▶ INSTRUCTIONS:
1. Repeat word for word the part of the patent text that opens with the words containing "1. A thin film" and closes with "of silicon oxynitride.".
2. Format the listing as a Markdown table with the columns Row and Listing line, from the start of the listing through the line containing "[(323, 560)]", both included. Leave out blank lines.

▶ GIVEN TEXT:
+===+

US 4897319 A
A structure for a thin-film electroluminescent (TFEL) device includes an EL phosphor layer sandwiched between a pair of insulator stacks, at least one of the stacks including a thin layer of silicon oxynitride in direct contact with the last grown side of the phosphor layer and a second thicker layer of barium tantalate. The silicon oxynitride layer has high resistivity, and when combined with a second insulator having a high dielectric constant, such as barium tantalate, produces an increase in luminance of the phosphor layer at conventional voltages. Both insulator stacks may include a silicon oxynitride layer, but this layer is in contact only with the last grown side of the EL phosphor layer. On the other side of the EL phosphor layer the high dielectric constant layer lies between the silicon oxynitride and the EL phosphor layer.
1. A thin film electroluminescent laminate comprising:
(a) a thin film layer of electroluminescent material;
(b) a first insulator stack comprising a high capacitance insulator layer and a thin film layer of silicon oxynitride, the silicon oxynitride layer being placed in contact with a first side of the thin film layer of electroluminescent material; and
(c) a second insulator stack situated on a second side of the layer of thin film electroluminescent material opposite the first insulator stack and comprising a high capacitance insulator layer placed in contact with said second side of said thin film layer of electroluminescent material and a layer of silicon oxynitride.

+===+

▶ INPUT:
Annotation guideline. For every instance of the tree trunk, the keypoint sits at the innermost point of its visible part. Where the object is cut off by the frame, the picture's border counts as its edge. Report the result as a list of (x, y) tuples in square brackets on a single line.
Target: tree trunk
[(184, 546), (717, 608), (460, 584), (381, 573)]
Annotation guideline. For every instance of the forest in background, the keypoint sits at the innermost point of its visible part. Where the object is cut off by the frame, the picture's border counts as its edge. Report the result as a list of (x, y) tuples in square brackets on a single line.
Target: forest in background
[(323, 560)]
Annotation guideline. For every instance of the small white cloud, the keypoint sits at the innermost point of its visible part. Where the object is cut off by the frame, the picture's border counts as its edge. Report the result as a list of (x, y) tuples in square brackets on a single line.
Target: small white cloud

+===+

▶ TASK RESULTS:
1.
1. A thin film electroluminescent laminate comprising:
(a) a thin film layer of electroluminescent material;
(b) a first insulator stack comprising a high capacitance insulator layer and a thin film layer of silicon oxynitride, the silicon oxynitride layer being placed in contact with a first side of the thin film layer of electroluminescent material; and
(c) a second insulator stack situated on a second side of the layer of thin film electroluminescent material opposite the first insulator stack and comprising a high capacitance insulator layer placed in contact with said second side of said thin film layer of electroluminescent material and a layer of silicon oxynitride.

2.
| Row | Listing line |
|---|---|
| 1 | Annotation guideline. For every instance of the tree trunk, the keypoint sits at the innermost point of its visible part. Where the object is cut off by the frame, the picture's border counts as its edge. Report the result as a list of (x, y) tuples in square brackets on a single line. |
| 2 | Target: tree trunk |
| 3 | [(184, 546), (717, 608), (460, 584), (381, 573)] |
| 4 | Annotation guideline. For every instance of the forest in background, the keypoint sits at the innermost point of its visible part. Where the object is cut off by the frame, the picture's border counts as its edge. Report the result as a list of (x, y) tuples in square brackets on a single line. |
| 5 | Target: forest in background |
| 6 | [(323, 560)] |